What is being asked:
Output every line of the listing below as a JSON list of strings, one string per line, leaving out blank lines.

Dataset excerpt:
--

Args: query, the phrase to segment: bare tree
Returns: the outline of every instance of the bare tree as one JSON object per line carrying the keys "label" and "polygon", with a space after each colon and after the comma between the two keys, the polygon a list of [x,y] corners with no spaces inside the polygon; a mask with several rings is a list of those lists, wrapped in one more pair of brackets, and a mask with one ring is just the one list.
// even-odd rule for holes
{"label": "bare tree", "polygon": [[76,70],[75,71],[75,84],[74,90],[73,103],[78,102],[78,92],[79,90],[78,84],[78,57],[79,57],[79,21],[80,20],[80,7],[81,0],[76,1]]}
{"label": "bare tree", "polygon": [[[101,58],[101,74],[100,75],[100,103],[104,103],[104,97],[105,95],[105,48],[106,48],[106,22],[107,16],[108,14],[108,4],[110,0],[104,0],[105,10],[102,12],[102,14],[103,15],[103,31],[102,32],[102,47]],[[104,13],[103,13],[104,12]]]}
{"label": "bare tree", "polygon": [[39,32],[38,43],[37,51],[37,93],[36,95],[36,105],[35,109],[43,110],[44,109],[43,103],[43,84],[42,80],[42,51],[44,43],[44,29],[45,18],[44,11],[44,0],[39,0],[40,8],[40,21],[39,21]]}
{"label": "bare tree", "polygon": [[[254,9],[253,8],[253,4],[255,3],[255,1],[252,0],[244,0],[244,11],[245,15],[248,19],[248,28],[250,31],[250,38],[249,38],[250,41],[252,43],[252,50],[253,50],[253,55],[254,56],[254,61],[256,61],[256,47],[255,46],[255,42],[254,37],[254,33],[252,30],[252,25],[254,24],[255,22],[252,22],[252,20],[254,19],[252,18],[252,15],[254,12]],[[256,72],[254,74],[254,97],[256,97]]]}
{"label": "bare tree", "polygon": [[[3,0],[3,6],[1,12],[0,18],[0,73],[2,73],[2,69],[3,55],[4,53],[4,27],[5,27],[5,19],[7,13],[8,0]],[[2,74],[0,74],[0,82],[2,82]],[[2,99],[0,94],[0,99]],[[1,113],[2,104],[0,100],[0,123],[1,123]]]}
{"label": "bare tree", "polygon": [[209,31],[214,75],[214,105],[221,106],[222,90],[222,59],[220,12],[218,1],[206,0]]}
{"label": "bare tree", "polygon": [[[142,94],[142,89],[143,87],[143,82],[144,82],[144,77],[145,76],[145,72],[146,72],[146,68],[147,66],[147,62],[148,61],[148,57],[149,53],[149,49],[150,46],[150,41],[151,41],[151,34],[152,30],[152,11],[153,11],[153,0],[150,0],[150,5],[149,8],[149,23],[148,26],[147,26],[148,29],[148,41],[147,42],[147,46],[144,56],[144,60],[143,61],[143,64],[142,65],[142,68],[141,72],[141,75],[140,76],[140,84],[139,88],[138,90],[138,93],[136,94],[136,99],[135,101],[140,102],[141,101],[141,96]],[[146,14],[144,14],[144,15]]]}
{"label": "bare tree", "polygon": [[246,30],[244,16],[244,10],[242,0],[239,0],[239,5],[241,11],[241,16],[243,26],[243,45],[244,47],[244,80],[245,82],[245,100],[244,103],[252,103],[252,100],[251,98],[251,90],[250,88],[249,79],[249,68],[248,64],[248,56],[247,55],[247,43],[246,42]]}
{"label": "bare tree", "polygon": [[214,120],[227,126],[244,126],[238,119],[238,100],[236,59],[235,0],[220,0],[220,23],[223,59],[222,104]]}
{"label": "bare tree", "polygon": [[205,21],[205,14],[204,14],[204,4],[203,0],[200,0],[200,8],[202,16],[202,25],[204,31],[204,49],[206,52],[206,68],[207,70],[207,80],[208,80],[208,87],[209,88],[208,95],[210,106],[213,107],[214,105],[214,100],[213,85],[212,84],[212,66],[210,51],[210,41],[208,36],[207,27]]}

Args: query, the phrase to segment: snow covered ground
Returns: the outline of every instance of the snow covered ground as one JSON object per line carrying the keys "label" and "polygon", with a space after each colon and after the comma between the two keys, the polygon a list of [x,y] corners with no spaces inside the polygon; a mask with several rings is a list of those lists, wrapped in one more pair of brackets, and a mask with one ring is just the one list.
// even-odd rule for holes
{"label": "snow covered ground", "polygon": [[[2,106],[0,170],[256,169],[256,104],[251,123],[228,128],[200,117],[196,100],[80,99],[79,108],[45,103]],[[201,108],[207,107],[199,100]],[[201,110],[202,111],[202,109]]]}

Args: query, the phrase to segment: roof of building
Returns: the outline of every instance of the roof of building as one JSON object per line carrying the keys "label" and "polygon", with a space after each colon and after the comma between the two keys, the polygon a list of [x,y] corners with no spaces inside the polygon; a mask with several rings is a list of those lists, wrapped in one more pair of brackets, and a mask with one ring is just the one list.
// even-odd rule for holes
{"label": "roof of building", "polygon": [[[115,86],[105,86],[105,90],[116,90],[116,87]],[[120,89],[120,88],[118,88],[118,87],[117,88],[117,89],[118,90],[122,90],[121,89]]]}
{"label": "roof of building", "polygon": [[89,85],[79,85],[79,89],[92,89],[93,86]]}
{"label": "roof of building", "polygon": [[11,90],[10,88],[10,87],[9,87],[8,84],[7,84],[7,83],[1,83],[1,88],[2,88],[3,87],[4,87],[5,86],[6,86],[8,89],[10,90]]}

--

Correct result:
[
  "Args: query, the phrase to segment: bare tree",
  "Returns: the outline of every instance of the bare tree as one JSON object per line carrying the keys \"label\" and \"polygon\", with a space after each colon and after the comma between the two keys, the polygon a list of [x,y] corners with no spaces inside the polygon; a mask with several rings is a list of those lists, wrapped in one more pair of brackets, and a mask with one ring is just the one list.",
  "// even-odd rule for holes",
  "{\"label\": \"bare tree\", \"polygon\": [[76,70],[75,71],[75,84],[74,90],[73,103],[78,102],[78,92],[79,90],[78,84],[78,57],[79,57],[79,21],[80,20],[80,7],[81,0],[76,1]]}",
  "{\"label\": \"bare tree\", \"polygon\": [[[101,58],[101,74],[100,75],[100,103],[104,103],[104,97],[105,95],[105,48],[106,48],[106,22],[107,16],[108,14],[108,4],[110,0],[104,0],[105,10],[102,12],[102,14],[103,15],[103,31],[102,32],[102,47]],[[104,13],[103,13],[104,12]]]}",
  "{\"label\": \"bare tree\", \"polygon\": [[39,32],[38,43],[37,51],[37,93],[36,95],[36,105],[35,109],[43,110],[44,109],[43,103],[43,84],[42,80],[42,51],[44,43],[44,29],[45,18],[44,11],[44,0],[39,0],[40,8],[40,21],[39,21]]}",
  "{\"label\": \"bare tree\", \"polygon\": [[[254,9],[253,8],[253,4],[255,3],[255,1],[252,0],[244,0],[244,11],[245,15],[248,19],[248,28],[250,31],[250,38],[249,38],[250,41],[252,43],[252,50],[253,50],[253,55],[254,56],[254,61],[256,61],[256,47],[255,46],[255,42],[254,37],[254,33],[252,30],[252,25],[254,24],[255,22],[252,22],[252,20],[254,19],[252,18],[252,15],[254,12]],[[256,72],[254,74],[254,97],[256,97]]]}",
  "{\"label\": \"bare tree\", \"polygon\": [[[3,0],[3,6],[1,12],[0,18],[0,73],[2,73],[2,69],[3,55],[4,53],[4,27],[5,27],[5,19],[7,13],[8,0]],[[2,74],[0,74],[0,82],[2,82]],[[2,99],[0,94],[0,99]],[[1,113],[2,104],[0,100],[0,123],[1,123]]]}",
  "{\"label\": \"bare tree\", \"polygon\": [[209,31],[214,75],[214,105],[221,106],[222,90],[222,59],[220,12],[218,1],[206,0]]}",
  "{\"label\": \"bare tree\", \"polygon\": [[[142,94],[142,89],[143,87],[143,82],[144,82],[144,77],[145,76],[145,72],[146,72],[146,68],[147,66],[147,62],[148,61],[148,57],[149,53],[149,49],[150,46],[150,41],[151,41],[151,34],[152,30],[152,11],[153,11],[153,0],[150,0],[150,5],[149,8],[149,23],[148,26],[147,26],[148,29],[148,41],[147,42],[147,46],[144,56],[144,60],[143,61],[143,64],[142,65],[142,68],[141,72],[141,75],[140,76],[140,84],[139,88],[138,90],[138,93],[136,94],[136,99],[135,101],[140,102],[141,101],[141,96]],[[146,14],[144,14],[144,15]]]}",
  "{\"label\": \"bare tree\", \"polygon\": [[246,30],[244,16],[244,10],[242,0],[239,0],[239,5],[241,11],[241,16],[243,26],[243,45],[244,47],[244,80],[245,82],[245,100],[244,103],[252,103],[252,100],[251,98],[251,90],[250,88],[249,79],[249,68],[248,64],[248,56],[247,55],[247,43],[246,42]]}",
  "{\"label\": \"bare tree\", \"polygon\": [[214,120],[227,126],[244,126],[238,119],[238,100],[236,59],[235,0],[220,0],[220,23],[223,59],[222,104]]}",
  "{\"label\": \"bare tree\", \"polygon\": [[205,21],[205,14],[204,14],[204,4],[203,0],[200,0],[200,8],[202,16],[202,25],[204,31],[204,49],[206,52],[206,68],[207,70],[207,80],[208,80],[208,87],[209,88],[208,95],[210,106],[213,107],[214,105],[214,100],[213,85],[212,84],[212,66],[210,51],[210,41],[208,36],[207,27]]}",
  "Args: query, the phrase to segment: snow covered ground",
  "Returns: the outline of every instance of the snow covered ground as one JSON object per line carrying the keys \"label\" and \"polygon\", with a space after each colon and after the comma between the two keys, the polygon a list of [x,y] corners with no spaces inside the polygon; a mask with several rings is a list of those lists, wrapped in one more pair of brackets, and a mask with one ring is just the one list.",
  "// even-odd rule for holes",
  "{\"label\": \"snow covered ground\", \"polygon\": [[[2,106],[0,170],[256,169],[256,104],[251,123],[228,128],[200,117],[196,100],[80,99],[79,108],[45,103]],[[201,108],[207,107],[199,100]],[[201,110],[202,111],[202,109]]]}",
  "Args: query, the phrase to segment: roof of building",
  "Returns: the outline of every instance of the roof of building as one JSON object per line carrying the keys \"label\" and \"polygon\", with a space after each colon and after the comma between the two keys, the polygon a list of [x,y] corners with no spaces inside the polygon; a mask with several rings is a list of those lists, wrapped in one more pair of brackets, and a mask with one ring is just the one list.",
  "// even-odd rule for holes",
  "{\"label\": \"roof of building\", \"polygon\": [[[115,86],[105,86],[105,90],[116,90],[116,87]],[[120,89],[120,88],[118,88],[118,87],[117,88],[117,89],[118,90],[122,90],[121,89]]]}",
  "{\"label\": \"roof of building\", \"polygon\": [[89,85],[79,85],[79,89],[92,89],[93,86]]}",
  "{\"label\": \"roof of building\", \"polygon\": [[11,90],[10,88],[10,87],[9,87],[8,84],[7,84],[7,83],[1,83],[1,88],[2,88],[3,87],[4,87],[5,86],[6,86],[8,89],[10,90]]}"
]